### [PROBLEM DESCRIPTION]
Among the entries below, only the lines starting at the one with "Target: window frame" and ending at the one with "Target: white desk", both included, are to be printed exactly.

### [DATA]
== Segment start ==

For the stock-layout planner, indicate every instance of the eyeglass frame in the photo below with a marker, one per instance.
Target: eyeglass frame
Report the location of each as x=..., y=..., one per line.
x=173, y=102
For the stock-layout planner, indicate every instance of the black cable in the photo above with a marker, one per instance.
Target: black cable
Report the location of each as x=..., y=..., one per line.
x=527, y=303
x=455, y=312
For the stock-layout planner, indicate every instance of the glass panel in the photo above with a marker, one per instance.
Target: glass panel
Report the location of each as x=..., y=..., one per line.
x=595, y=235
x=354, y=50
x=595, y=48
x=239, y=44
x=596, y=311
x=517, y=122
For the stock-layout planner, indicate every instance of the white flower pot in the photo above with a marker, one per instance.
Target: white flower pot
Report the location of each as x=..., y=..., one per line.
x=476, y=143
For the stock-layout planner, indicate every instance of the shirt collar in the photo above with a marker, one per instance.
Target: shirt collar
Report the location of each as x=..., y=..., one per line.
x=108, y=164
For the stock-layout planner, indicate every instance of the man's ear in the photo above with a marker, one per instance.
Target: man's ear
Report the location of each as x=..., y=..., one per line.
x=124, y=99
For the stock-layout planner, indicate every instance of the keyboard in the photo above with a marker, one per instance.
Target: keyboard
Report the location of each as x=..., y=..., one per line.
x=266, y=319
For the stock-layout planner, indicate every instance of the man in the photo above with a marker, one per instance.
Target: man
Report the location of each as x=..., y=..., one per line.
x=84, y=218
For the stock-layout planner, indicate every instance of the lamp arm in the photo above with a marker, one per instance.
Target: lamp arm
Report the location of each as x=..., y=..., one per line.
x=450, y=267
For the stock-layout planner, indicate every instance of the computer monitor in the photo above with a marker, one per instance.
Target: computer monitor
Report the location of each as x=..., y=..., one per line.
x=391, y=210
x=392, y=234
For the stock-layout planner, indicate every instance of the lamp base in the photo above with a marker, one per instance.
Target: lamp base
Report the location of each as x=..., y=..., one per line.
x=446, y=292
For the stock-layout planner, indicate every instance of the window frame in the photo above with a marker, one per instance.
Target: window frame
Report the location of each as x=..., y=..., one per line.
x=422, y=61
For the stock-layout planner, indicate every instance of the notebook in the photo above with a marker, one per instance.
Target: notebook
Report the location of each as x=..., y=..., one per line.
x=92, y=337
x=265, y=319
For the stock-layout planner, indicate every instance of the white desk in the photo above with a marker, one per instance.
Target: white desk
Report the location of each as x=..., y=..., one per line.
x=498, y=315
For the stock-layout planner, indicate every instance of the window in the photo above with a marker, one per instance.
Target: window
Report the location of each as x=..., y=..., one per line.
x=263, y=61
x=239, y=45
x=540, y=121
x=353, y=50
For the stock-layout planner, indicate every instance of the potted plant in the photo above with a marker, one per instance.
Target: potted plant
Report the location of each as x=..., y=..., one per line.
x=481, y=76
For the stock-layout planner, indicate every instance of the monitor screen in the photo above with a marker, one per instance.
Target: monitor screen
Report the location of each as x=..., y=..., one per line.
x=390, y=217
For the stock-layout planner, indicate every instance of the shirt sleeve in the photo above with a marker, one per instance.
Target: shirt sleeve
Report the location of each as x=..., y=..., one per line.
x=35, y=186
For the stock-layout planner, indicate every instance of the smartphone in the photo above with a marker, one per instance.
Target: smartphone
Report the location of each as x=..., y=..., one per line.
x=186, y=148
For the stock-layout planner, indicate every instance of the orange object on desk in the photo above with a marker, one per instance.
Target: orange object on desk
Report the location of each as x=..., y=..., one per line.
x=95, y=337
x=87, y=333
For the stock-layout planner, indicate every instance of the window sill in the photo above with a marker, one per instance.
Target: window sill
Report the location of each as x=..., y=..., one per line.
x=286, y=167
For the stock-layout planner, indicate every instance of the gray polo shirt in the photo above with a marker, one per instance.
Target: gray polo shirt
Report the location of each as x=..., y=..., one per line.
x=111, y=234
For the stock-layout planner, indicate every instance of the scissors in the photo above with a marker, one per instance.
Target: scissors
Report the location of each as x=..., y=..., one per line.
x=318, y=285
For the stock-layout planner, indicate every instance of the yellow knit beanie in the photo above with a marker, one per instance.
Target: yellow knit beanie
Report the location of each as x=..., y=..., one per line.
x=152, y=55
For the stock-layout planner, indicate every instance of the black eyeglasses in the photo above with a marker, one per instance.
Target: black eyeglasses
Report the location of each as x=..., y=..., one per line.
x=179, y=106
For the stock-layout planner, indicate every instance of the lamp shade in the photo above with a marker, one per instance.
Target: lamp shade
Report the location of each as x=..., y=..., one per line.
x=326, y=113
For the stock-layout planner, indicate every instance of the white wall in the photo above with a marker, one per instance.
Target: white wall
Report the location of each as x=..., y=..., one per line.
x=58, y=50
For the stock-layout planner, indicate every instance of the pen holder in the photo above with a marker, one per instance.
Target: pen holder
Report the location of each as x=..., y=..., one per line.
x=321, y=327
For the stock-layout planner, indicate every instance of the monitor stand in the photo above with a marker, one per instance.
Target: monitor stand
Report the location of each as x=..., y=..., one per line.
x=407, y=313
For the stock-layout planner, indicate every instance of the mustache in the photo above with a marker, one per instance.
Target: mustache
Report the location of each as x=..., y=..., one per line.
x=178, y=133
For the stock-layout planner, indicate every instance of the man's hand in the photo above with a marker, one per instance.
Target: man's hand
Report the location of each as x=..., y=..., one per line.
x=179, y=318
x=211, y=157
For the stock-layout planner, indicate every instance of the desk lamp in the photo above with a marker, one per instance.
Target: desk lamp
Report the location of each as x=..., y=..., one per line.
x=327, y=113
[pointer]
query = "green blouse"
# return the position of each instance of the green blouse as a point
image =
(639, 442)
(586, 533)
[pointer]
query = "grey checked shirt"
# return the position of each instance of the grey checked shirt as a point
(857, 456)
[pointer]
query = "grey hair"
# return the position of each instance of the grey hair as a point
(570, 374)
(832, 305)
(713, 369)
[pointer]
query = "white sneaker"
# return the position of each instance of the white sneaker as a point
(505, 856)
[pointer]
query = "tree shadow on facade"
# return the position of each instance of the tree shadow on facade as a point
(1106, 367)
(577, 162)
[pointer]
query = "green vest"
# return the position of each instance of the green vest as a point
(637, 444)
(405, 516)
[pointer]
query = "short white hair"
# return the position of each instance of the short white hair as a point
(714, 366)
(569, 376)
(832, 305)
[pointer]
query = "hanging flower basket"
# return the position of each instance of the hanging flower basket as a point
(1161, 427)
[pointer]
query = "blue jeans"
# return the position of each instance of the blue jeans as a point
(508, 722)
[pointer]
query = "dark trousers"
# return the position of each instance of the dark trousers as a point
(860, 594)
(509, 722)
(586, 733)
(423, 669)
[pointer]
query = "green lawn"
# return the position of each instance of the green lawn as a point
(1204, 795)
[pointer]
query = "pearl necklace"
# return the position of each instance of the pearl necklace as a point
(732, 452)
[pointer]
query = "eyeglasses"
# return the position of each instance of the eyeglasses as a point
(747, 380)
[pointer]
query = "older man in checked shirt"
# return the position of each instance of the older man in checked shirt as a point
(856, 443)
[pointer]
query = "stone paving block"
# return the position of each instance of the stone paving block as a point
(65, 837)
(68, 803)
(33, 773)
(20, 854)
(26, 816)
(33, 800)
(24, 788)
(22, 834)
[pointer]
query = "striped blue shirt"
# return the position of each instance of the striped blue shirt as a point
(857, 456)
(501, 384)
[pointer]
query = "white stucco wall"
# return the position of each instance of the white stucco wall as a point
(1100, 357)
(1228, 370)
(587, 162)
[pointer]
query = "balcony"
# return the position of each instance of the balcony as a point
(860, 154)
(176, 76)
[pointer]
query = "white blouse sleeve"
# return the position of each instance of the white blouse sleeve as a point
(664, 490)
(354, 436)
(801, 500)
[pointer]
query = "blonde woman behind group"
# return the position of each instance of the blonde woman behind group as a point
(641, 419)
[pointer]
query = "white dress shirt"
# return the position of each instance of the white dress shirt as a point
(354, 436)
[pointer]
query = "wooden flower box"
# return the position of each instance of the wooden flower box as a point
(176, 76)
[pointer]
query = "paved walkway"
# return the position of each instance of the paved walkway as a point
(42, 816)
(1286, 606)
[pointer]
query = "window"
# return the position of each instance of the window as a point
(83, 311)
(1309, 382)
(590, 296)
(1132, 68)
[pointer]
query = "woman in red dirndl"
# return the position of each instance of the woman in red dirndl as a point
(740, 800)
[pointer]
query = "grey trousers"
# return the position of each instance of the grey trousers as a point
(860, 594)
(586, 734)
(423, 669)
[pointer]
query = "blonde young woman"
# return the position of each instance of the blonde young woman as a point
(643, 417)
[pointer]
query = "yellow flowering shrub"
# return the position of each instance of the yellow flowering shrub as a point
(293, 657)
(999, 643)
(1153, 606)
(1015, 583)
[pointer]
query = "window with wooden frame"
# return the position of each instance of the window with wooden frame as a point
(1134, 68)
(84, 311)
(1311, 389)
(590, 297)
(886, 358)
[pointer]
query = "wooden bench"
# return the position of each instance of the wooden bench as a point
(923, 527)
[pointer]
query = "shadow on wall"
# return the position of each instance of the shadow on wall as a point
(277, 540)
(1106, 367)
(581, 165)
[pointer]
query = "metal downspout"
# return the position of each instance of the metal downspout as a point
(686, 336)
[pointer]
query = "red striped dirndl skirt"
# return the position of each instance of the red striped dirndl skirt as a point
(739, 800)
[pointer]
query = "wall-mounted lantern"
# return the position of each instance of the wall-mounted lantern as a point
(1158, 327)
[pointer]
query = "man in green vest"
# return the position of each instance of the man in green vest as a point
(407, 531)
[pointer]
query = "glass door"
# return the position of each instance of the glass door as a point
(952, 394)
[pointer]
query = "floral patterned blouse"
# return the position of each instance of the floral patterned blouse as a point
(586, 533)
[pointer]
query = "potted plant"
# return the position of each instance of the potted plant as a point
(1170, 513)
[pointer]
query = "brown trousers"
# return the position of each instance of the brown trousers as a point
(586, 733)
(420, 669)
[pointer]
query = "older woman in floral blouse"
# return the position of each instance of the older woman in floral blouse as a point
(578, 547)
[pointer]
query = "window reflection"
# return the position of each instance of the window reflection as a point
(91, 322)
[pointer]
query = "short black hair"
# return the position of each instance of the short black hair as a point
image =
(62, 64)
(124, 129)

== Segment end ==

### [TASK RESPONSE]
Target: window frame
Report the location of each as x=..., y=..., one per line.
x=422, y=61
For the stock-layout planner, indicate every instance of the notebook in the photo above with a marker, one per instance.
Target: notebook
Report the location of each as x=..., y=..., one per line.
x=92, y=337
x=265, y=319
For the stock-layout planner, indicate every instance of the white desk in the photo above with a marker, one per instance.
Target: white desk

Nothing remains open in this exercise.